- GIVEN PROBLEM
Rewrite the listing, starting with the line that contains "of the reflection" and going on through the end of the listing, with every "drop one dot" changed to "place one mark" and everything else left the same.

- DATA ROWS
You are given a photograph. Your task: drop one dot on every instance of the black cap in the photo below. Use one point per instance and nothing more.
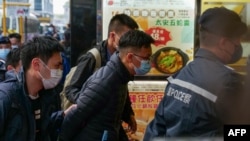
(222, 21)
(4, 40)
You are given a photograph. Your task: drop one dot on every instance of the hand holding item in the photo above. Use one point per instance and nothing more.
(132, 125)
(70, 108)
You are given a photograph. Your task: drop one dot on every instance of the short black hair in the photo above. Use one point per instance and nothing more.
(15, 35)
(13, 57)
(43, 47)
(222, 21)
(135, 39)
(119, 20)
(4, 40)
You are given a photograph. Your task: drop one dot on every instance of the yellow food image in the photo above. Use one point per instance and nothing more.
(169, 61)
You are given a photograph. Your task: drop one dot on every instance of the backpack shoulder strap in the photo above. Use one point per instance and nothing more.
(97, 56)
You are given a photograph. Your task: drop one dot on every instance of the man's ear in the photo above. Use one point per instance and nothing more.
(129, 57)
(35, 63)
(10, 67)
(112, 36)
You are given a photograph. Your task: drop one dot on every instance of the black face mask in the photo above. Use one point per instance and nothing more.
(237, 54)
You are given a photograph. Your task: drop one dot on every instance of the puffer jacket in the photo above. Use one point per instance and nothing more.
(198, 100)
(85, 68)
(100, 104)
(17, 122)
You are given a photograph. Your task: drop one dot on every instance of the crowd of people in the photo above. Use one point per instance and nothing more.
(198, 101)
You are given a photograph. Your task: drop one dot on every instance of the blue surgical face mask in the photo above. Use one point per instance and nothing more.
(144, 67)
(3, 53)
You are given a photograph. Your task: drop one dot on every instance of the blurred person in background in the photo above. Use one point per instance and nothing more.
(5, 48)
(103, 96)
(52, 32)
(15, 40)
(206, 94)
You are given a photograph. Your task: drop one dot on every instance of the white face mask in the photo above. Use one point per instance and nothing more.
(55, 77)
(14, 46)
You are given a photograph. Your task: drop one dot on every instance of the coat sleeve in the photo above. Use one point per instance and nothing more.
(89, 102)
(85, 68)
(157, 127)
(128, 110)
(4, 108)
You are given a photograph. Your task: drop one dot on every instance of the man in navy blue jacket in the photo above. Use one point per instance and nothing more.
(103, 96)
(205, 94)
(29, 106)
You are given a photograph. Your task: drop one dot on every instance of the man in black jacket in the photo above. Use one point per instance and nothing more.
(102, 97)
(119, 24)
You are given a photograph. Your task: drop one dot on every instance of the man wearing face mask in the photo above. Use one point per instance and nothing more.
(5, 47)
(206, 94)
(118, 25)
(4, 50)
(29, 106)
(15, 40)
(103, 96)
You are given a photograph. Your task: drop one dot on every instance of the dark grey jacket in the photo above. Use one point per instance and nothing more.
(85, 68)
(17, 122)
(198, 100)
(100, 104)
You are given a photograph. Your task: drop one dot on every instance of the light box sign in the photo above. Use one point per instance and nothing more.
(170, 22)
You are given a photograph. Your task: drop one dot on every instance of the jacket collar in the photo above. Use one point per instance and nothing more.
(203, 53)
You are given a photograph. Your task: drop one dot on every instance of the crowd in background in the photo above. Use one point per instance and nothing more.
(198, 101)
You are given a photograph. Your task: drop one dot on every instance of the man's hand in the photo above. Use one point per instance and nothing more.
(132, 125)
(70, 108)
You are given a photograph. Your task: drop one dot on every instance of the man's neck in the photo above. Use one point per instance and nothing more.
(32, 83)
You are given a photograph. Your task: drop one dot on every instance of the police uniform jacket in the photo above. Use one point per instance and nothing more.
(198, 100)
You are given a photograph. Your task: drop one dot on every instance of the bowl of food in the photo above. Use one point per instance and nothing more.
(169, 60)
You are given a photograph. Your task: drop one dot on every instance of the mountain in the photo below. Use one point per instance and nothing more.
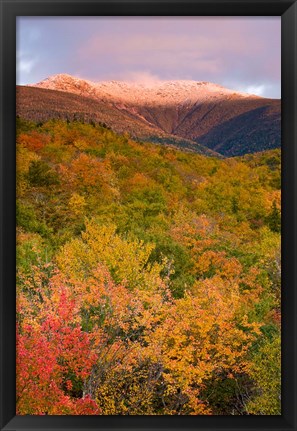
(192, 114)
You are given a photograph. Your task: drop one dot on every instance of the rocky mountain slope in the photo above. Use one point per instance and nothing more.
(230, 123)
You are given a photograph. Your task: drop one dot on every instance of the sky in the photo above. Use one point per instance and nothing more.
(241, 53)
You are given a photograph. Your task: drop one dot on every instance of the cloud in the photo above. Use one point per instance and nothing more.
(25, 64)
(241, 50)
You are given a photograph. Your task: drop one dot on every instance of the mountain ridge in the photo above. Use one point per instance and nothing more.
(220, 119)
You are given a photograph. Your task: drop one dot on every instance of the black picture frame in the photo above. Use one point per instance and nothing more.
(10, 9)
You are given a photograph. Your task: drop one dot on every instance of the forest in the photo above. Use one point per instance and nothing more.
(148, 278)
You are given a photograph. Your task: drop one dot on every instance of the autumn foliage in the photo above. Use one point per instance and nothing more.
(148, 279)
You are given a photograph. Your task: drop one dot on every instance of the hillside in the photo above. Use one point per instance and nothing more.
(148, 278)
(228, 122)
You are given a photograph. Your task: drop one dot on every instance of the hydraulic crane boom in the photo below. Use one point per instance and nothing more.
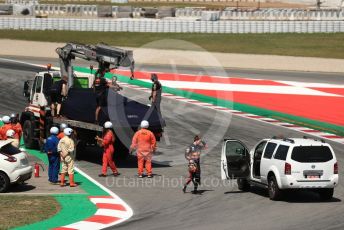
(104, 55)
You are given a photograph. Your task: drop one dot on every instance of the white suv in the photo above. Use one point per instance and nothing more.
(14, 165)
(280, 164)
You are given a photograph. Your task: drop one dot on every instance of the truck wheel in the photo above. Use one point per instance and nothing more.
(243, 185)
(274, 191)
(326, 193)
(4, 182)
(28, 134)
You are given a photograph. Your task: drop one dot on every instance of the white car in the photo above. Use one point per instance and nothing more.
(14, 165)
(281, 164)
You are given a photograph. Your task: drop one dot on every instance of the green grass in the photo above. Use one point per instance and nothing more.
(22, 210)
(308, 45)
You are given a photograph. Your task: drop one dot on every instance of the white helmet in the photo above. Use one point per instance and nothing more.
(144, 124)
(68, 131)
(54, 130)
(10, 133)
(108, 125)
(6, 119)
(63, 126)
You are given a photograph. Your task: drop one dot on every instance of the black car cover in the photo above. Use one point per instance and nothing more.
(80, 105)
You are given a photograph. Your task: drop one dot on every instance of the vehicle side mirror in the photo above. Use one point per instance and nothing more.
(26, 91)
(240, 151)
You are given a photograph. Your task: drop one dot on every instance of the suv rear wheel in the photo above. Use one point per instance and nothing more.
(326, 193)
(243, 185)
(4, 182)
(275, 192)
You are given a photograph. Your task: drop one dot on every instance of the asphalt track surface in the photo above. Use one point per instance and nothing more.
(160, 203)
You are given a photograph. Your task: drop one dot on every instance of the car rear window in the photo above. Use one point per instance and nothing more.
(269, 150)
(306, 154)
(281, 153)
(9, 149)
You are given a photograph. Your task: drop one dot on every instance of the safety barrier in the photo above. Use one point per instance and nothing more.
(71, 10)
(265, 14)
(182, 26)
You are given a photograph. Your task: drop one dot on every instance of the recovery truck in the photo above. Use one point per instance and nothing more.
(79, 108)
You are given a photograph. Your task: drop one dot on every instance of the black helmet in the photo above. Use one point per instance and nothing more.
(154, 77)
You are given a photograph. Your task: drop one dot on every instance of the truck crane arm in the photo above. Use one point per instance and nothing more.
(106, 56)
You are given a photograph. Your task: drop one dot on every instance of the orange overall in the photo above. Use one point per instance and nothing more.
(3, 131)
(60, 135)
(18, 130)
(145, 143)
(108, 141)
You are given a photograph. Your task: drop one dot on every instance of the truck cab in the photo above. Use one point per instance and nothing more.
(281, 164)
(37, 93)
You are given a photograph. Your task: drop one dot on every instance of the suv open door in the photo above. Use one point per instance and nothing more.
(235, 160)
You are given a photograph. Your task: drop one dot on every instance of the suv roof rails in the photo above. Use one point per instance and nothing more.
(278, 137)
(289, 140)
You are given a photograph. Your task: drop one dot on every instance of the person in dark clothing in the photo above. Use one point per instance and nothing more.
(57, 94)
(50, 148)
(100, 87)
(155, 96)
(194, 153)
(192, 168)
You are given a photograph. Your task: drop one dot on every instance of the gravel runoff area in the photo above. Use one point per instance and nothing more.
(181, 57)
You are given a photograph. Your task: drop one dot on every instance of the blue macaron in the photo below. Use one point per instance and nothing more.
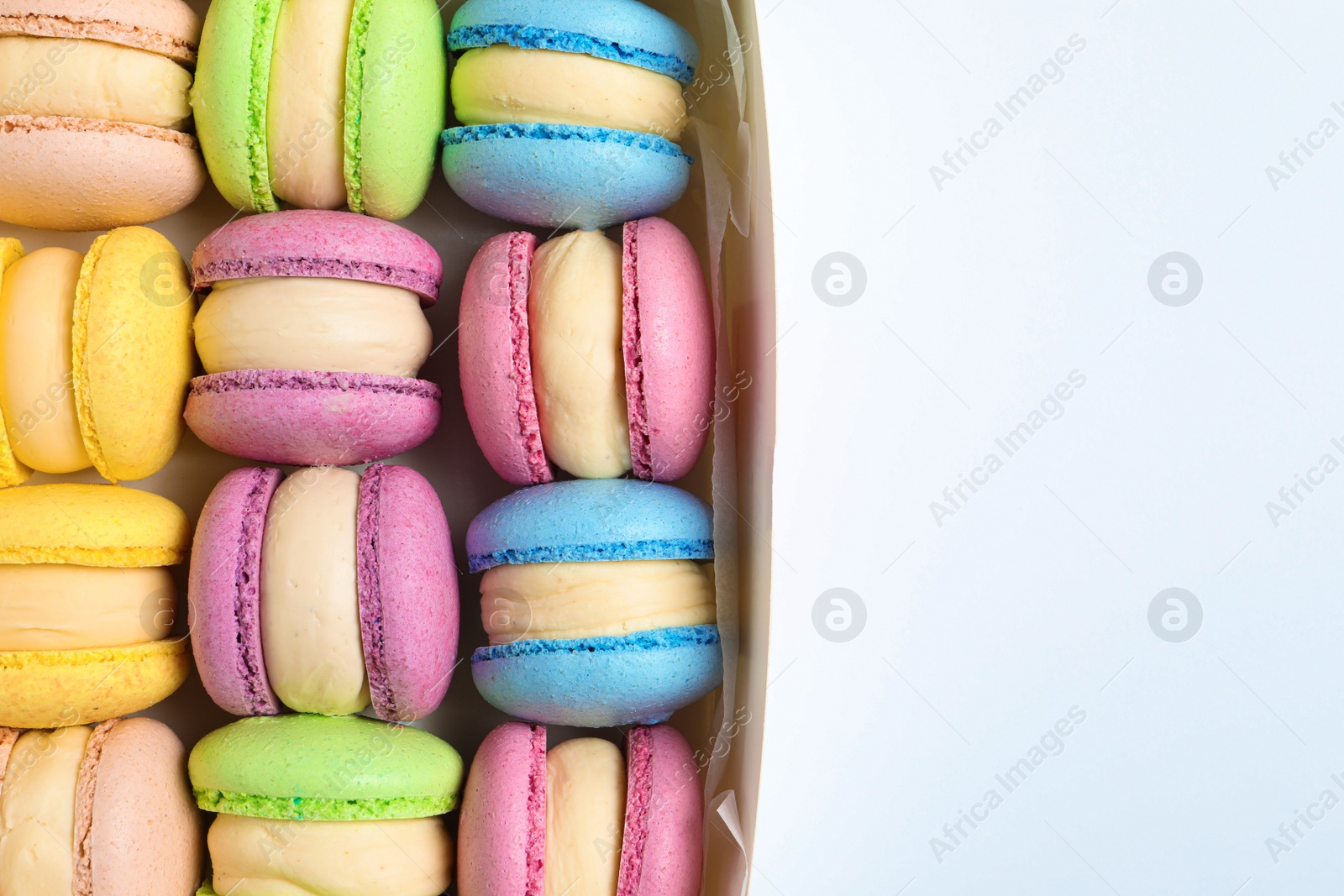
(640, 678)
(566, 175)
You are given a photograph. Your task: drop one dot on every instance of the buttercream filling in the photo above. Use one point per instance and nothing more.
(503, 83)
(578, 369)
(306, 105)
(38, 812)
(71, 607)
(312, 324)
(591, 600)
(268, 857)
(585, 817)
(92, 80)
(37, 396)
(309, 604)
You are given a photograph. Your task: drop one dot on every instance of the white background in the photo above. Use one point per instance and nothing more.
(1032, 600)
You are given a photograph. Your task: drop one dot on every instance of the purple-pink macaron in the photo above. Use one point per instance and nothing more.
(324, 591)
(586, 355)
(511, 839)
(311, 336)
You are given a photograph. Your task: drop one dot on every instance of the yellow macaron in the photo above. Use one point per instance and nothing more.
(87, 610)
(94, 356)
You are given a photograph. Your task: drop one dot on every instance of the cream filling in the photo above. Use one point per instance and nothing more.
(578, 372)
(312, 324)
(309, 606)
(585, 817)
(92, 80)
(589, 600)
(266, 857)
(38, 813)
(306, 105)
(69, 607)
(501, 83)
(37, 316)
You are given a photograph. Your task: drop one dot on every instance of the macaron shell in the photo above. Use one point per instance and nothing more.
(228, 98)
(501, 829)
(165, 27)
(96, 526)
(591, 520)
(596, 683)
(396, 78)
(495, 364)
(669, 347)
(662, 846)
(145, 836)
(311, 418)
(60, 688)
(622, 29)
(324, 768)
(407, 593)
(307, 242)
(564, 175)
(223, 593)
(13, 472)
(113, 174)
(132, 351)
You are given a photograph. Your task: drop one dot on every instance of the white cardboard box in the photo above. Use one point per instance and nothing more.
(1028, 600)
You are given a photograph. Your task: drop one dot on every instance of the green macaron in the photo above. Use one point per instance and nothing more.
(373, 137)
(324, 768)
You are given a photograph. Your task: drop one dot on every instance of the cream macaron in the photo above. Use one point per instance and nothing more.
(94, 113)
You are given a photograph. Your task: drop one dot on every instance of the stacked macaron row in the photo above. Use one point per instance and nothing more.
(96, 94)
(329, 591)
(589, 356)
(92, 805)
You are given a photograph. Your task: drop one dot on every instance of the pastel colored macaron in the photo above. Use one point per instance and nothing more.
(87, 609)
(94, 112)
(588, 355)
(569, 112)
(311, 338)
(531, 819)
(94, 356)
(595, 600)
(326, 591)
(97, 812)
(326, 805)
(322, 103)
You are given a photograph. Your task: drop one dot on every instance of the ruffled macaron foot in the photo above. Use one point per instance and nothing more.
(638, 679)
(550, 175)
(311, 417)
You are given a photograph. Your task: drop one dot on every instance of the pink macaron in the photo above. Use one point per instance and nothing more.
(311, 336)
(326, 591)
(635, 320)
(503, 833)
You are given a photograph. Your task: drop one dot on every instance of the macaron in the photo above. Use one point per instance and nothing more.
(588, 355)
(535, 821)
(322, 103)
(326, 805)
(94, 112)
(87, 609)
(595, 604)
(326, 591)
(97, 812)
(94, 356)
(569, 112)
(311, 338)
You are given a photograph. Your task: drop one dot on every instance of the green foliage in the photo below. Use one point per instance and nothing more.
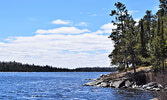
(142, 44)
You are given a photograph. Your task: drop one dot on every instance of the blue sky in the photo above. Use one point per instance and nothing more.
(62, 33)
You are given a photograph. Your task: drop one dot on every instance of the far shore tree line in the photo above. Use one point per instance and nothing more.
(142, 43)
(19, 67)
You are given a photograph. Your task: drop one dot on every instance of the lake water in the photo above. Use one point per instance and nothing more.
(61, 86)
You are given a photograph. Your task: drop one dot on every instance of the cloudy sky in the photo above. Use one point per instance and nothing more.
(61, 33)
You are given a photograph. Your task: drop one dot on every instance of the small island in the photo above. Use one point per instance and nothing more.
(19, 67)
(140, 51)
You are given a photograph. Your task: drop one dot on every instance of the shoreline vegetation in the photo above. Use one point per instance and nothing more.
(144, 79)
(137, 44)
(19, 67)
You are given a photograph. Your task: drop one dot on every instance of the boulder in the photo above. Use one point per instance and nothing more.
(103, 84)
(128, 83)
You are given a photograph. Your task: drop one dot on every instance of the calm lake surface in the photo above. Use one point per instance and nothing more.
(61, 86)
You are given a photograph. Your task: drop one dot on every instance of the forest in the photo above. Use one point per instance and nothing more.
(142, 43)
(19, 67)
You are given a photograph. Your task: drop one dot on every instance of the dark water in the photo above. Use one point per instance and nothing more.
(61, 86)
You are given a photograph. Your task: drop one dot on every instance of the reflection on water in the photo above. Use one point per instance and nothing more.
(61, 86)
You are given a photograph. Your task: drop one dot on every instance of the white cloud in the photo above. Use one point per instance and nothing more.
(132, 11)
(59, 21)
(106, 28)
(82, 24)
(65, 30)
(59, 50)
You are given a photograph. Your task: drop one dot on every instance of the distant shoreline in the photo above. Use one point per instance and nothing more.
(19, 67)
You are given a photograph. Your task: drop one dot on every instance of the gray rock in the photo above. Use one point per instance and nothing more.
(156, 89)
(151, 85)
(128, 83)
(103, 84)
(102, 75)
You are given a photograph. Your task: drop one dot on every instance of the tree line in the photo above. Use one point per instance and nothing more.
(139, 43)
(19, 67)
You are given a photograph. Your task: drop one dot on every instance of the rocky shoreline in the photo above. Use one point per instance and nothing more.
(127, 80)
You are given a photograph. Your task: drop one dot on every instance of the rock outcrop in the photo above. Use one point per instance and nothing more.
(127, 80)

- RESPONSE TO THIS TASK
You are given a photograph. Your task: place one mark on every instance of the reflection on water in the photo above. Use one point per instance and nothing more.
(61, 86)
You are given a photograph. Your task: place one mark on every instance of the white cloud in the photo above. Use one point per instance and nothing more.
(132, 11)
(59, 21)
(106, 28)
(82, 24)
(65, 30)
(59, 50)
You are given a photograph. Your task: place one mark on every instance of the distant shoreline in the photo above. Use one point per instance and nothing more.
(19, 67)
You are given a photograph. Your task: place one mark on every instance of the gray rock in the photo above. Use one point per instance and nothing more.
(156, 89)
(151, 85)
(128, 83)
(103, 84)
(102, 75)
You are given a photograph. Your task: place one mark on every instance of the tree line in the photo above. Use one point per instance and nothing more.
(139, 43)
(19, 67)
You are given a photograph. Your task: place one mark on every instance of the rocky shoreline in the photo above. Use one point per instance and nothing more.
(127, 80)
You are given a photograph. Your task: place one mark on every instance of the rock outcrop in the photo above. Use one point per instance and nothing more.
(127, 80)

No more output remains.